Dataset records:

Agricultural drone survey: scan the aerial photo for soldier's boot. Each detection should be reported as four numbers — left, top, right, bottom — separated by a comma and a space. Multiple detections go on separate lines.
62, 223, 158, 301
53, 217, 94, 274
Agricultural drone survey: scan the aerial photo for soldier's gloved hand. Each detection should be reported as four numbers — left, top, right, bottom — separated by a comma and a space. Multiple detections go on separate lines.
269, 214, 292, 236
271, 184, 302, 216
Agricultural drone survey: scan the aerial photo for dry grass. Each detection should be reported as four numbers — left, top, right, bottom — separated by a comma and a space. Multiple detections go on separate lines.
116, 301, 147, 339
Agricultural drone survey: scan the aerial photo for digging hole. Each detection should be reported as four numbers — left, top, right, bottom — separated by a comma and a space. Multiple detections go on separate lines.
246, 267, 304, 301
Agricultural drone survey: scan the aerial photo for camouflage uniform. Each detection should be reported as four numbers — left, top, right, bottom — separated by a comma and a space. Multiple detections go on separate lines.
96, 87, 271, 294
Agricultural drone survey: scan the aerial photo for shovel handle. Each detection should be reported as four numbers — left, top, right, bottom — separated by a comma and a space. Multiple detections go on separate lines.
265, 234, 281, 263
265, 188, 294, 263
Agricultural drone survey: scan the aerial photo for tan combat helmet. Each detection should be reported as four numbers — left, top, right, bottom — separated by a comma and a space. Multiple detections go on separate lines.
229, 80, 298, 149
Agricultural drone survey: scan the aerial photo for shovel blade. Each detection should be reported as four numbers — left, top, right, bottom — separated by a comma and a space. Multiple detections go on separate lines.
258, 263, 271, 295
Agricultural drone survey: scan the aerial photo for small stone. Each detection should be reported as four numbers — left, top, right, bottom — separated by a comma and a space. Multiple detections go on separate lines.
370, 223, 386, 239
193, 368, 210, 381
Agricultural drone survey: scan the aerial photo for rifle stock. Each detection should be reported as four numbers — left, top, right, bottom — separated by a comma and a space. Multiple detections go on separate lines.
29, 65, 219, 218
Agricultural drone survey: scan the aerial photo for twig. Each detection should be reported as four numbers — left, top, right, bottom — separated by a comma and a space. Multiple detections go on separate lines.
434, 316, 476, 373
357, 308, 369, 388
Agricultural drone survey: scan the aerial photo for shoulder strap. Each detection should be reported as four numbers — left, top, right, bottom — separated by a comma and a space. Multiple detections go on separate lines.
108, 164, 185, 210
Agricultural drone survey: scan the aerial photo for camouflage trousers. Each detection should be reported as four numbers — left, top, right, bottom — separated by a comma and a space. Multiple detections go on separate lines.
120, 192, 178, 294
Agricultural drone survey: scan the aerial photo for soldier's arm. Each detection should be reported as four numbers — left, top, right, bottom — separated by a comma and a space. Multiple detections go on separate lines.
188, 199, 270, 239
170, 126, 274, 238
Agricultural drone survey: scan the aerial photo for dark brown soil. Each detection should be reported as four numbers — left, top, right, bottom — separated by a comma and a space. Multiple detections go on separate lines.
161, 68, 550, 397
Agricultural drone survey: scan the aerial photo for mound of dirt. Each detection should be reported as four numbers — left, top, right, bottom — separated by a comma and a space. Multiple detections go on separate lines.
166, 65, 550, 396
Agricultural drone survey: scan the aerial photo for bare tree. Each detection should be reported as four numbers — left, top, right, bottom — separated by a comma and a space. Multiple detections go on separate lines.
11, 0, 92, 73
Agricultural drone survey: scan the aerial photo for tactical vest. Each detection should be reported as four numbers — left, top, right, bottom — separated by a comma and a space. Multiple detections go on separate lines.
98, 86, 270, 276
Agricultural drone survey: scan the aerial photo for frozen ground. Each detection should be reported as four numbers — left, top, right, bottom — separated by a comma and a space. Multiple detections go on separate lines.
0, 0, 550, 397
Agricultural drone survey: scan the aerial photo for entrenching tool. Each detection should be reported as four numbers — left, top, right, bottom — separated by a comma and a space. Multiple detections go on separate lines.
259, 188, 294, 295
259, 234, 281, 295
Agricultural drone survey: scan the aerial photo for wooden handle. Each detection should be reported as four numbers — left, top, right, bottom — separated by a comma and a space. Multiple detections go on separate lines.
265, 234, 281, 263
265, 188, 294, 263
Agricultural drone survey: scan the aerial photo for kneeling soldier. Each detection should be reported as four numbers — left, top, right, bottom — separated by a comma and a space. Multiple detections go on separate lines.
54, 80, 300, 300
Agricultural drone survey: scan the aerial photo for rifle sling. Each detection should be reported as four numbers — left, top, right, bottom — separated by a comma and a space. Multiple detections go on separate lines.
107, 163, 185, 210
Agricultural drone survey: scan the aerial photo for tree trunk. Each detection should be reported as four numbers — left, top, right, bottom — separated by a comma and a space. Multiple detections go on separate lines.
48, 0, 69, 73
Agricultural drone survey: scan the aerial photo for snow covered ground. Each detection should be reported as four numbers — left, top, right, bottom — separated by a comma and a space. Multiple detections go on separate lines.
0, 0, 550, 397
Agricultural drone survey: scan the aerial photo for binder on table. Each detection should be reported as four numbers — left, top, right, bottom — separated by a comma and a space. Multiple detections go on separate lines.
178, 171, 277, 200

WORK TO BE COMPLETED:
Can you rewrite all of the lines above, swapping "Agricultural drone survey" for "Farm drone survey" wherever it appears and leaving everything else unchanged?

CORRECT OUTPUT:
Farm drone survey: scan the aerial photo for soldier's boot. Each detection should be reported as four numbers — left, top, right, bottom — separated by a comma and a space. Multiple detections go on separate lines.
62, 223, 158, 301
53, 217, 94, 274
Farm drone survey: scan the aerial photo for soldier's gloved hand. Each detection should be reported as four numbers — left, top, right, bottom — separated by a comma and a space. Multiple detections go on separate lines.
269, 214, 292, 236
271, 184, 302, 216
Farm drone survey: scan the aerial photo for dry grass. Each detection should be reported as four numbers — left, top, right, bottom — separated by a comma and a space. Multiple detections go on separate lines.
116, 301, 147, 339
Farm drone survey: scan the aerial photo for digging hole. Each detection should be reported as four numbers — left, top, right, bottom — separated by a comma and a space. Multiple detections go on separate lines.
246, 267, 304, 301
Farm drone survey: scan the aerial photo for camouflage uniform. Each detection should be reported as four numbers — left, top, right, bottom — separated by a comma and a space. Multiple detections go on separate lines.
96, 87, 271, 294
Farm drone survey: scan the aerial photo for shovel handle. Each detection should be reported as four numbers — left, top, right, bottom — separated by a comma and a space. Multiple detections go on separate lines.
265, 234, 281, 263
265, 188, 294, 263
Farm drone survey: scan the aerial photo for tan combat helmet. Each detection should be reported as four numbers — left, top, right, bottom — separated by a comma and a space. Multiple detections go on separate lines.
229, 80, 298, 149
Farm drone survey: scan the aerial photo for shovel blade. Each detection should be reported as four numbers — left, top, right, bottom — separated by a comma and a space. Multiple detections go on separate lines.
258, 263, 271, 295
Farm drone survey: scan the aerial photo for small stone. Each detection should be reported as four numbers — left, top, right, bottom — separated by a comma and a space. Multiple detections go on separate lines.
370, 223, 386, 239
193, 368, 210, 381
Farm drone survey: scan the aerial photo for rifle stock. Each detection should be reported as four numbers — left, top, right, bottom — separated by a comma and a space. Multiple detections go on separate lines.
29, 65, 219, 218
Farm drone survey: scan the aerial photo for twig. Each detection should be reported as four numbers — left, top, right, bottom — separated by a comma and a space. Multiple detections go on separate lines.
434, 316, 476, 373
357, 308, 369, 388
Farm drone survey: scan the aerial photo for shoulder strap. Each detection should be reported as four numbers — left, top, right, bottom — separated by a comma and a space. Multiple detections go on separate lines.
108, 164, 185, 210
Farm drone survey: scan the aerial photo for camouflage trousers. Each detection should be reported as four numbers — left, top, right, bottom — separated by a comma and a space. Multiple detections go on separate lines.
120, 192, 178, 294
Farm drone survey: scan the aerial photo for soldier's arm. Each detection should be reported as four numbers — left, top, right, bottom — separated by a comma and a space. Multiple detections go on separate lines.
188, 199, 270, 239
170, 126, 274, 238
Farm drone survey: scan the aerial photo for dark brown soil. Each detection should be reported as four numbers — left, top, right, bottom — separated by a comma and a space. Multiple detections go on separate lines.
161, 68, 550, 397
Farm drone survey: scan the aerial photo for mound of dirt. Each detection should be reported as four numbers — left, top, right, bottom — separated by a comma and a space. Multiple detections go on separate lines.
166, 65, 550, 396
Farm drone survey: scan the aerial photo for bare tree. Each detection should be reported as four numbers — left, top, right, bottom — separated by a comma and a space. Multiple detections go on separate lines.
11, 0, 92, 73
Farm drone survey: scan the aerial photo for tactical vest. Each detection should be reported as four numbers — left, top, right, bottom — separated by a comma and a space. Multiple detections go on separate lines.
98, 86, 270, 276
Farm drone survey: scan the aerial photo for frozen ground. Each detection should be reported as four numbers — left, top, right, bottom — separated by a comma and a space. Multiple detections go on separate lines.
0, 0, 550, 397
Farm drone survey: scan the aerial photo for entrenching tool. Each detection should be reported as four numbers — left, top, right, bottom — separated by a comma and a space. Multiple detections go on separate lines.
259, 188, 294, 295
259, 234, 281, 295
Farm drone survey: scan the aerial photo for wooden handle. Each detection should be reported as four numbers — left, top, right, bottom — separated by a comma and a space. Multiple detections go on separate lines.
265, 234, 281, 263
265, 188, 294, 263
Farm drone survey: scan the aerial photo for kneeling soldier. Each detection should be reported as four numbers — left, top, right, bottom — separated by a comma and a space. Multiple detections go on separate lines.
54, 80, 300, 300
Farm drone survey: scan the aerial photo for rifle sling. Each detection should be reported as four numbers — left, top, right, bottom — separated by a comma and a space. Multiple detections go on separate lines.
107, 163, 185, 210
Farm drone survey: scan the aerial photo for tree trunk. Each detection should be reported as four numbers — left, top, right, bottom — separated by a comma and a space. Multiple detections go on separate lines.
48, 0, 69, 73
Farm drone survey: scan the aerial photo for snow covered ground. Each detection should be reported as four numbers — left, top, right, bottom — separated by a comma and a space. Multiple detections go on separate lines.
0, 0, 550, 397
Farm drone survey: scan the aerial photo for binder on table. Each detection should be reported as four numbers — left, top, right, bottom — separated by a comma and a space. Multiple detections go on separate lines.
178, 171, 277, 200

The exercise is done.